PASSAGE PROVIDED:
++++++
2.3. Secondary Benzylic Ammonium Salts

The work by Tian, Doyle, Minakata, and others impressively demonstrates the potential of using benzylic amine derivatives and azirdines as substrates for stereospecific cross-couplings to yield highly enantioenriched diarylalkanes. This prior art also taught us that both the nitrogen activating group and the catalyst components would be crucial in achieving high stereochemical fidelity in such cross-couplings. We needed to identify a nitrogen leaving group and conditions that would not lead to radical intermediates, epimerization, or β-hydride elimination. We proposed that the C(sp³)–N bond of benzyl amines, when activated as an ammonium salt, would undergo nickel-catalyzed cross-coupling reactions in a stereospecific fashion. Cross-coupling reactions of aryl ammonium salts were known,³³ and the trimethylammonium group was unlikely to undergo SET to form alkyl radical intermediates due to the lack of an available π* orbital. However, although allylic and benzylic ammonium salts had been utilized as electrophiles in reactions with organometallic nucleophiles,³⁴ their use in transition metal-catalyzed cross-coupling reactions was limited to a single example. Csákÿ and coworkers demonstrated the rhodium-catalyzed cross-coupling of gramine-derived ammonium iodide 16 with phenylboronic acid, affording 3-benzylindole 17 in 85% yield (Scheme 5).³⁵ Notably, this gramine-derived substrate benefits from weakening of the C–N bond by the indole, and no other benzylic ammonium salts were included.
++++++
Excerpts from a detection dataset
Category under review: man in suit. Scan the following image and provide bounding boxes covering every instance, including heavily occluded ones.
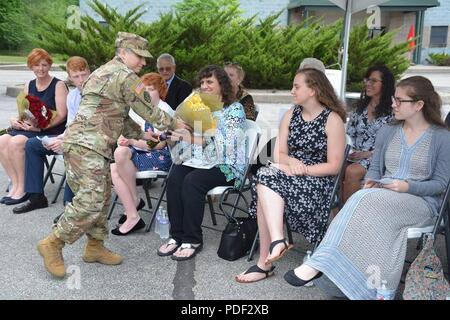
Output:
[156,53,192,110]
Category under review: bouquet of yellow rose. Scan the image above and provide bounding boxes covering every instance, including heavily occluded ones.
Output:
[175,92,223,133]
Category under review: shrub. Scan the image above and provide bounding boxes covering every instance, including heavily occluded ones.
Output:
[40,0,409,91]
[427,53,450,66]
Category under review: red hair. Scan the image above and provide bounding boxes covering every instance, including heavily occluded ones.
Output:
[27,48,53,69]
[141,72,168,101]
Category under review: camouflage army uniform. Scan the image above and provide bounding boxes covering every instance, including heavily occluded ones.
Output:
[53,57,175,243]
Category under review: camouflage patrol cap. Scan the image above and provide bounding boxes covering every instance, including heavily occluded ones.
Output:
[116,32,153,58]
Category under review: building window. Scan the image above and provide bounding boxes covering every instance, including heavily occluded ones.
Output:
[430,26,448,48]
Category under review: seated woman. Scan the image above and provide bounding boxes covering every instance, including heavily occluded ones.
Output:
[223,62,257,121]
[111,73,174,236]
[236,68,346,283]
[0,48,68,205]
[285,76,450,300]
[157,65,245,260]
[342,66,395,202]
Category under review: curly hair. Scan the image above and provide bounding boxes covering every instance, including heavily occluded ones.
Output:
[141,72,168,101]
[197,65,236,106]
[355,66,395,118]
[397,76,446,127]
[27,48,53,69]
[296,68,347,123]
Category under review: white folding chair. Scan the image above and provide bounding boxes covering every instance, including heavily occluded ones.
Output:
[247,144,351,261]
[206,119,261,229]
[44,154,66,203]
[408,181,450,274]
[108,169,170,232]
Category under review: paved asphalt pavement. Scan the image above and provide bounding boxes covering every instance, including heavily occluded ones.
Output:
[0,70,445,301]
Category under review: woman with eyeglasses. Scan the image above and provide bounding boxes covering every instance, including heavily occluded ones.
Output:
[223,62,257,121]
[157,65,246,261]
[342,66,395,202]
[285,76,450,300]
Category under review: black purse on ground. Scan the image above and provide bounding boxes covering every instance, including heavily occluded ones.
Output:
[217,217,258,261]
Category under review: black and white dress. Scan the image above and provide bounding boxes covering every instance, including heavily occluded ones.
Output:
[250,106,333,242]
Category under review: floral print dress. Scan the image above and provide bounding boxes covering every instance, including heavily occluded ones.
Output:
[347,108,392,170]
[250,106,333,242]
[130,122,172,171]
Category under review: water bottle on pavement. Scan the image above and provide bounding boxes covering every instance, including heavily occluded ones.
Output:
[159,209,170,239]
[303,250,314,287]
[377,280,395,300]
[155,207,163,234]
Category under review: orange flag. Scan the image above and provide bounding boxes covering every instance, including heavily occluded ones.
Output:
++++++
EXERCISE:
Reproduce the passage on secondary benzylic ammonium salts in full, word for word, from its heading through its last sentence.

COMPLETE OUTPUT:
2.3. Secondary Benzylic Ammonium Salts

The work by Tian, Doyle, Minakata, and others impressively demonstrates the potential of using benzylic amine derivatives and azirdines as substrates for stereospecific cross-couplings to yield highly enantioenriched diarylalkanes. This prior art also taught us that both the nitrogen activating group and the catalyst components would be crucial in achieving high stereochemical fidelity in such cross-couplings. We needed to identify a nitrogen leaving group and conditions that would not lead to radical intermediates, epimerization, or β-hydride elimination. We proposed that the C(sp³)–N bond of benzyl amines, when activated as an ammonium salt, would undergo nickel-catalyzed cross-coupling reactions in a stereospecific fashion. Cross-coupling reactions of aryl ammonium salts were known,³³ and the trimethylammonium group was unlikely to undergo SET to form alkyl radical intermediates due to the lack of an available π* orbital. However, although allylic and benzylic ammonium salts had been utilized as electrophiles in reactions with organometallic nucleophiles,³⁴ their use in transition metal-catalyzed cross-coupling reactions was limited to a single example. Csákÿ and coworkers demonstrated the rhodium-catalyzed cross-coupling of gramine-derived ammonium iodide 16 with phenylboronic acid, affording 3-benzylindole 17 in 85% yield (Scheme 5).³⁵ Notably, this gramine-derived substrate benefits from weakening of the C–N bond by the indole, and no other benzylic ammonium salts were included.